- _To do_: Print every one of the following records verbatim, omitting the pictures from your output.

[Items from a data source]
···

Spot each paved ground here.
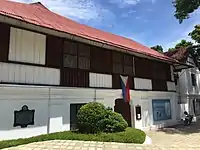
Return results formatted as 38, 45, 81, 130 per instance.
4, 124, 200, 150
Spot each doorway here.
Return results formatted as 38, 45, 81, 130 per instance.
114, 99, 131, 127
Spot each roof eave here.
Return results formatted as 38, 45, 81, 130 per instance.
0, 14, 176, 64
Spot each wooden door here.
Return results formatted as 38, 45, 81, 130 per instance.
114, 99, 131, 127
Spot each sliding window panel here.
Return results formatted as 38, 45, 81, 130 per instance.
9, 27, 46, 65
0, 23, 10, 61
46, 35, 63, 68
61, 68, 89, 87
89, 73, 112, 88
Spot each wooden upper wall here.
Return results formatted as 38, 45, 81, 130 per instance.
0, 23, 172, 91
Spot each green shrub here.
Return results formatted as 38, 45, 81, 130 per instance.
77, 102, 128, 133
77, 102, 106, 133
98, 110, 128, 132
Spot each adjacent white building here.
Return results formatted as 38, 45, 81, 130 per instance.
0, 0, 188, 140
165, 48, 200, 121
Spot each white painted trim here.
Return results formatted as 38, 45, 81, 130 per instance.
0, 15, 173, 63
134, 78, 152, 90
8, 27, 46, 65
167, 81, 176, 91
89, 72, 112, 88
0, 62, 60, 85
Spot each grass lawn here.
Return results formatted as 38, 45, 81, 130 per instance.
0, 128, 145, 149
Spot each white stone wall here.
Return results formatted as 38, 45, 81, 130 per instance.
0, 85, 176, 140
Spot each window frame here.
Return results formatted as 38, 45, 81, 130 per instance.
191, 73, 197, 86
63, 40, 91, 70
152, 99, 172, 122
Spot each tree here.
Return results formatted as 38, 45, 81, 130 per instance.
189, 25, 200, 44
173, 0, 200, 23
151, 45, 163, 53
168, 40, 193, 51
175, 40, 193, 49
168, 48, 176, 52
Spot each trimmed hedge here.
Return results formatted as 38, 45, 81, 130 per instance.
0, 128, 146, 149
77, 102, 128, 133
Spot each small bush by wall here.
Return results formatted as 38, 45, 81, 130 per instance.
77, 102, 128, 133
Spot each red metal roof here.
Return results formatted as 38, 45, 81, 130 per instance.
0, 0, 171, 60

···

- _Full answer_:
Spot each paved ground here.
Return results formatted as 38, 45, 81, 130 per instance.
4, 124, 200, 150
Spot each doorway here.
Return results formatted as 38, 45, 81, 130 per instance.
114, 99, 131, 127
Spot each roof eave here.
Return results formatted as 38, 45, 81, 130 per instance.
0, 14, 176, 64
Spot each wooden door here.
Return results formatted as 38, 45, 81, 130 per instance.
114, 99, 131, 127
Spot each sliding window panel here.
Return results formatted as 38, 45, 81, 130 per instance.
9, 27, 46, 65
0, 23, 10, 61
46, 35, 63, 68
61, 68, 89, 87
89, 73, 112, 88
Spot each wooden upper wall here.
Return results formatted as 38, 45, 81, 130 per instance.
0, 23, 172, 91
Spot each green shrub here.
Return results formatted as 38, 45, 81, 130 per instance.
77, 102, 128, 133
77, 102, 106, 133
98, 110, 128, 132
Spot each adjacent white building here.
Return results formatted as 38, 45, 81, 130 per instance.
0, 0, 188, 140
165, 48, 200, 121
Spot each white painted trim here.
Return results formatted as 38, 45, 81, 130 per instance.
0, 15, 173, 63
134, 78, 152, 90
8, 27, 46, 65
167, 81, 176, 91
89, 72, 112, 88
0, 62, 60, 85
Spot each grass lawn here.
Return results formatted as 38, 45, 81, 130 per instance.
0, 128, 145, 149
Spot each white stone wall here.
Return results formatted as 38, 45, 81, 130 per instance.
0, 85, 176, 140
Spot each window frame here.
Return results formatted as 38, 45, 81, 130 per instance.
191, 73, 197, 86
63, 40, 91, 70
152, 99, 172, 122
Spot each tree here.
Return results formatted as 38, 45, 81, 130 per instance.
189, 25, 200, 44
173, 0, 200, 23
151, 45, 163, 53
168, 40, 193, 51
175, 40, 193, 49
168, 48, 176, 52
Spot each trimmed hedge here.
Return results formatted as 38, 45, 81, 130 per instance.
0, 128, 146, 149
77, 102, 128, 133
Spot each small bush by wall here.
Return results formatted as 38, 45, 81, 130 per instance.
77, 102, 128, 133
Spot each red metal roof here.
Return results formatted as 38, 45, 81, 130 per instance.
0, 0, 171, 60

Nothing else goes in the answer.